## TASK DETAILS
Render every entry below as a two-column CSV with the headers instruction and coordinates. Give one row per entry, holding its text and its answer, each in a single quoted field with line breaks replaced by spaces, and omit the pictures.

───── RECORD EXTRACTS

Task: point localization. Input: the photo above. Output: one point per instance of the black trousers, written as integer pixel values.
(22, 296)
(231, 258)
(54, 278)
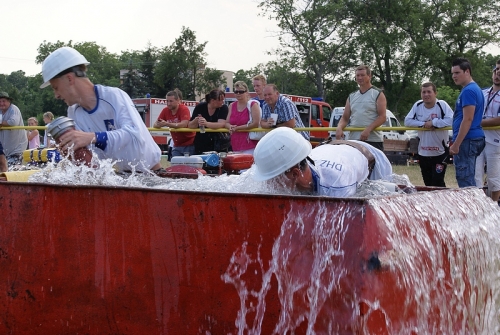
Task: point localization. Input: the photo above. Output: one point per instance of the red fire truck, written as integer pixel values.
(150, 109)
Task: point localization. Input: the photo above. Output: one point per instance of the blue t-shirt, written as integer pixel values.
(470, 95)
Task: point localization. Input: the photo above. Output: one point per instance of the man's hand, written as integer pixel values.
(339, 134)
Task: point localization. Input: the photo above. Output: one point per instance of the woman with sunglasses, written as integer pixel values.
(238, 119)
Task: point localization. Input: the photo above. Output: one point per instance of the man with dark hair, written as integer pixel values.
(431, 114)
(491, 153)
(468, 135)
(276, 103)
(105, 117)
(365, 108)
(258, 82)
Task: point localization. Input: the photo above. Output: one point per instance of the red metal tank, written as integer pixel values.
(102, 260)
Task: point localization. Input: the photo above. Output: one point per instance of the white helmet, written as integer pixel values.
(58, 61)
(278, 151)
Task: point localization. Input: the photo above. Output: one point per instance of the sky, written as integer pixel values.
(238, 36)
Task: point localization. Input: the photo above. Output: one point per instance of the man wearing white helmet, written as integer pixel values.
(331, 170)
(104, 116)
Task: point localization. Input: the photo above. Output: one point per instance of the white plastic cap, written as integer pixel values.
(278, 151)
(58, 61)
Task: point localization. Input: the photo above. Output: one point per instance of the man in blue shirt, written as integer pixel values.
(288, 115)
(468, 135)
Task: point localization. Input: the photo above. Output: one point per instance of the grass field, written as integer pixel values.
(413, 173)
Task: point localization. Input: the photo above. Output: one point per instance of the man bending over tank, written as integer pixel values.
(104, 116)
(334, 169)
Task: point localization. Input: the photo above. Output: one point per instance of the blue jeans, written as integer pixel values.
(179, 151)
(465, 161)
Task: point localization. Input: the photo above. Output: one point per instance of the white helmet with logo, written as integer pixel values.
(58, 61)
(278, 151)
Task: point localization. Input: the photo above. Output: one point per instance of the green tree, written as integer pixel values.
(132, 83)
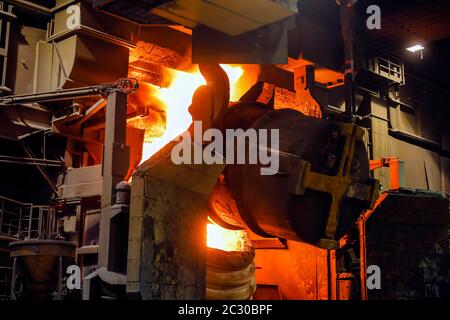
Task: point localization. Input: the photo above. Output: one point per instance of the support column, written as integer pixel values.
(116, 161)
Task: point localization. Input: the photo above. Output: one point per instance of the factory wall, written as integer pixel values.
(426, 162)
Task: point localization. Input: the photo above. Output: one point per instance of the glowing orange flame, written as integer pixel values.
(177, 98)
(224, 239)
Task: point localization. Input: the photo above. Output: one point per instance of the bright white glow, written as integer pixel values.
(415, 48)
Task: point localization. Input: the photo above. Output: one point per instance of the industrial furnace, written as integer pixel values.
(223, 150)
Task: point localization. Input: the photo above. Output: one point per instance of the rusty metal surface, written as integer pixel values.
(306, 273)
(324, 209)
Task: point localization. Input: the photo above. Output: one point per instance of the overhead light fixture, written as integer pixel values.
(415, 48)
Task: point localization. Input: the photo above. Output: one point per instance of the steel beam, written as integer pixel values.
(116, 160)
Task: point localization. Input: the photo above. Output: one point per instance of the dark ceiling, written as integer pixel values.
(408, 22)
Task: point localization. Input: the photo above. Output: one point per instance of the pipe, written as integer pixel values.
(51, 96)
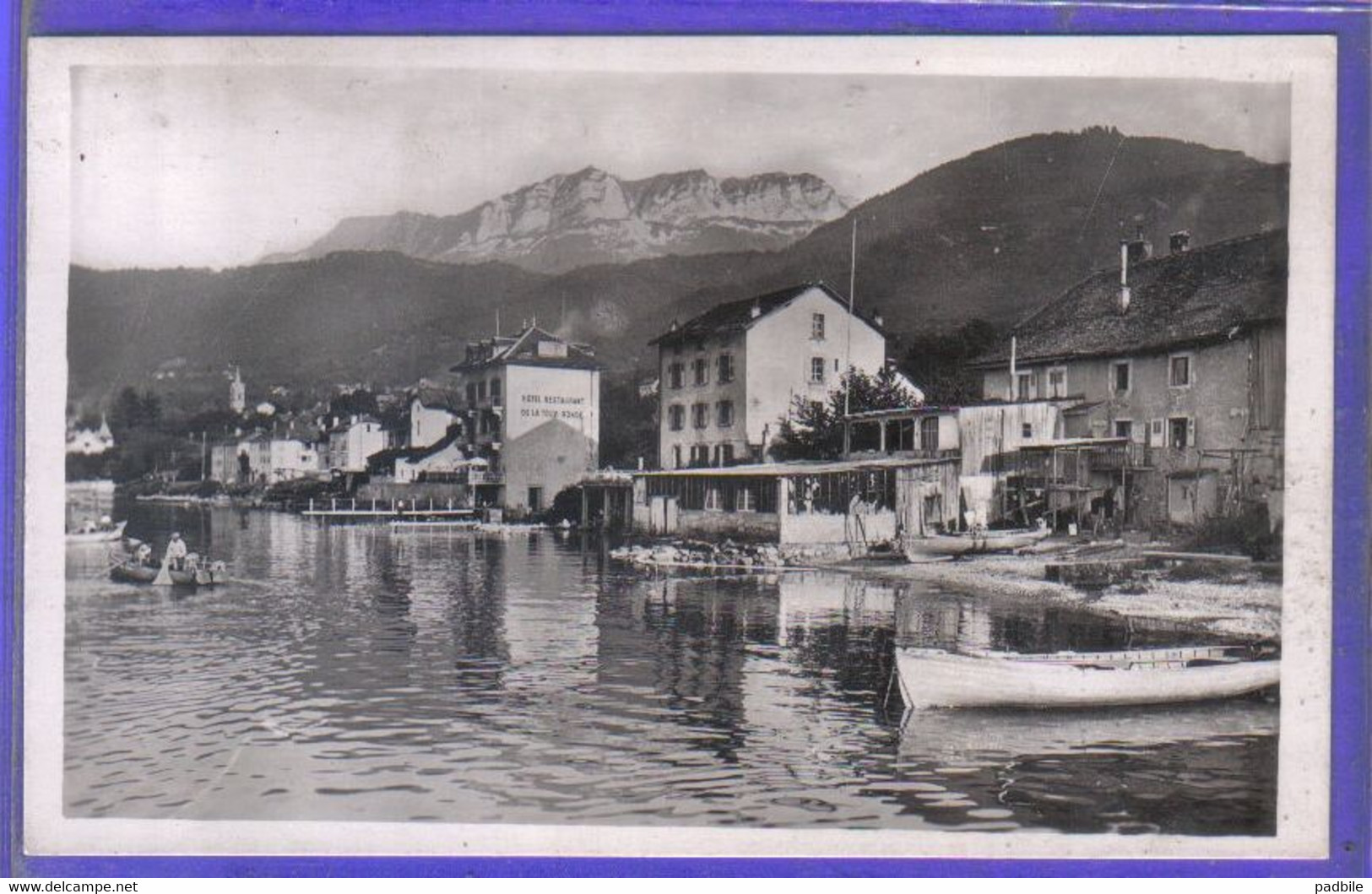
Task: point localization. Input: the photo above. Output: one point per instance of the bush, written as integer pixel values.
(1249, 534)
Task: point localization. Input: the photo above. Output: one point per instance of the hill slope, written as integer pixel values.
(592, 217)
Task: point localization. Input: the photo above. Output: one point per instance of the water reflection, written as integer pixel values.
(360, 672)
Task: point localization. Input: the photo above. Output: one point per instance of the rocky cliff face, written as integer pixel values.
(593, 217)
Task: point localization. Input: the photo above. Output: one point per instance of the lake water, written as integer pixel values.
(362, 674)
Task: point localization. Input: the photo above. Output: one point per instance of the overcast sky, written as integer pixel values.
(217, 166)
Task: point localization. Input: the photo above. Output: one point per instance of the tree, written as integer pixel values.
(816, 428)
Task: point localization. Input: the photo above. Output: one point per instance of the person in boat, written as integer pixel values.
(176, 551)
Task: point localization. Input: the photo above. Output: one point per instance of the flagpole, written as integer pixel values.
(852, 285)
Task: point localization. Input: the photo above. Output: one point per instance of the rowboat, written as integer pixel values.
(972, 544)
(131, 572)
(970, 737)
(935, 678)
(103, 535)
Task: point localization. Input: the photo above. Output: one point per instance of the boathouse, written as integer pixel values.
(852, 503)
(531, 412)
(1183, 357)
(730, 375)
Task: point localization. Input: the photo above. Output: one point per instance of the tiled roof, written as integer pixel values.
(739, 316)
(1185, 298)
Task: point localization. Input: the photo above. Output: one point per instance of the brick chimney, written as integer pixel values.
(1124, 276)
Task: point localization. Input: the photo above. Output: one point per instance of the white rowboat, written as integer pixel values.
(972, 544)
(933, 678)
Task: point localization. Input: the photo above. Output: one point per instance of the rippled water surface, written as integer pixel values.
(360, 672)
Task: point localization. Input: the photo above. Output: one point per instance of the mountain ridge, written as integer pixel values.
(990, 236)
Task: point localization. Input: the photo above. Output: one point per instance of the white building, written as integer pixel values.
(432, 413)
(533, 413)
(89, 443)
(237, 393)
(733, 373)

──────────

## SOLUTION TO THIS EXERCISE
instruction,coordinates
"Task: point localization. Input: the photo above. Output: one point per instance of the black trousers, written as integer pixel values.","(22, 296) (231, 258) (54, 278)"
"Task: point localization. Input: the photo above. Output: one point per instance of the red fire truck, written as integer pixel values.","(150, 109)"
"Task: point localization. Input: the photo above. Output: one point per instance of the blue t-shirt, written as integer pixel values.","(470, 95)"
"Task: point localization. Input: the photo above. Output: one point per instance of the man's hand, written as integer pixel values.","(339, 134)"
"Task: point localization. Input: the photo above. Output: one point per instance of the woman with sunglasses, written as integer pixel values.","(238, 119)"
"Task: point localization. Input: the photo above. Output: one point per instance of the man with dark hair, written as integer pixel values.","(431, 114) (491, 153) (468, 135) (276, 103) (105, 117) (365, 108) (258, 82)"
"Task: point localization. Input: the photo above. Output: one point per instance of the red metal tank, written as integer pixel values.","(102, 260)"
"Task: point localization. Input: the photo above. Output: one point per instance of the white helmet, written as integer pixel values.","(58, 61) (278, 151)"
"Task: point localization. Input: the photo above. Output: one point per instance of the sky, written as integer pixel values.","(238, 36)"
"Task: point localization. Input: the photo above. Output: one point per instance of the man wearing white helmet, written as integer pixel values.","(331, 170) (104, 116)"
"Task: point localization. Input: the photo above. Output: one point per instance of the white plastic cap, written as integer pixel values.","(278, 151) (58, 61)"
"Task: point localization. Input: the photo above. Output: one point per instance of the man in blue shirt, written as integer pixel values.","(288, 115) (468, 135)"
"Task: point localization. Input: the photo above. Output: one point per instance of the grass field, written as integer pixel values.","(413, 173)"
"Task: point localization. Input: the photo above. Output: one point per instance of the man bending over tank, written as integer pixel values.","(104, 116) (334, 169)"
"Task: point localization. Input: the photo above. Output: one point per instance of the blue jeans, written as integer pixel values.","(179, 151) (465, 161)"
"Task: point localization. Input: the photo above. Output: one point per instance of the white helmet with logo, written as integer pixel values.","(58, 61) (278, 151)"
"Task: point localization. Input: the photo above. Output: one point per instance of the green tree, written as integer pixel values.","(132, 83)"
"Task: point localization. Input: the photo above. Output: one point per instance of the support column, written as integer pixel values.","(116, 161)"
"Task: point localization. Input: the photo above. Output: one point per instance of the factory wall, written as integer pixel values.","(426, 162)"
"Task: point localization. Input: the photo above. Output: one point per instance of the glowing orange flame, written as integer pixel values.","(177, 98) (224, 239)"
"Task: point localization. Input: the photo above. Output: one point per instance of the bright white glow, written as integer pixel values.","(415, 48)"
"Task: point localization. Input: the photo above. Output: one point per instance of the industrial furnace, written as integer pixel values.","(223, 150)"
"Task: point localization. Input: the photo above. Output: one point per instance of the rusty metal surface, written as integer pixel values.","(306, 273) (324, 209)"
"Task: point localization. Input: the photo above. Output: one point per instance of the overhead light fixture, written as integer pixel values.","(415, 48)"
"Task: point localization. Input: the photo above. Output: one point per instance of the steel beam, written as integer pixel values.","(116, 160)"
"Task: point localization. Input: the photo above. Output: one point per instance of the dark ceiling, written as integer pixel values.","(408, 22)"
"Task: point localization. Input: the photo above. Output: one point per instance of the pipe, written as integer pixel values.","(51, 96)"
"Task: point localization. Input: the photo above. Output: one point per instance of the bush, written as integer pixel values.","(1249, 534)"
"Task: point localization. Input: the photo above. Output: one point per instance of the hill slope, written as integer pixel values.","(592, 217)"
"Task: point localization. Input: the photo above. Output: one point per instance of the water reflection, written as integer pixel values.","(360, 672)"
"Task: point localization. Input: the photo above. Output: one point per instance of the rocky cliff face, written as integer pixel values.","(593, 217)"
"Task: point localization. Input: the photo above. Output: one point per instance of the lake water, written as integer pixel values.","(362, 674)"
"Task: point localization. Input: the photo above. Output: one point per instance of the overcast sky, written as integer pixel values.","(217, 166)"
"Task: point localization. Input: the photo above. Output: one point per instance of the tree, written as integer pixel values.","(816, 428)"
"Task: point localization. Input: the photo above. Output: one point per instance of the person in boat, written as integer pixel values.","(176, 551)"
"Task: point localization. Input: the photo above. Output: one point per instance of the flagpole, written as integer pixel values.","(852, 285)"
"Task: point localization. Input: the photo above. Output: one point per instance of the rowboat, written as integer pixel values.","(972, 544) (131, 572) (970, 737) (935, 678) (103, 535)"
"Task: point localization. Input: the photo above. Output: one point per instance of the boathouse, written as integer pixel values.","(852, 503) (531, 412) (1183, 357) (730, 375)"
"Task: point localization. Input: the photo above. Output: one point per instance of the tiled roof, written as integer pixel values.","(739, 316) (1185, 298)"
"Task: point localization. Input: the photo above. Output: one point per instance of the brick chimney, written as integer pixel values.","(1124, 276)"
"Task: point localization. Input: the photo above. Output: one point per instance of the white rowboat, written as integer pixel values.","(972, 544) (933, 678)"
"Task: point localization. Input: the photo above. Output: one point per instance of the rippled water surface, written as integer pixel values.","(360, 672)"
"Task: point localization. Input: the photo above. Output: one point per instance of the mountain ridge, written as integer pixel values.","(990, 236)"
"Task: point localization. Input: the photo above. Output: one point per instance of the white building, written as integer pixel values.","(432, 413) (533, 413) (89, 443) (237, 393) (733, 373)"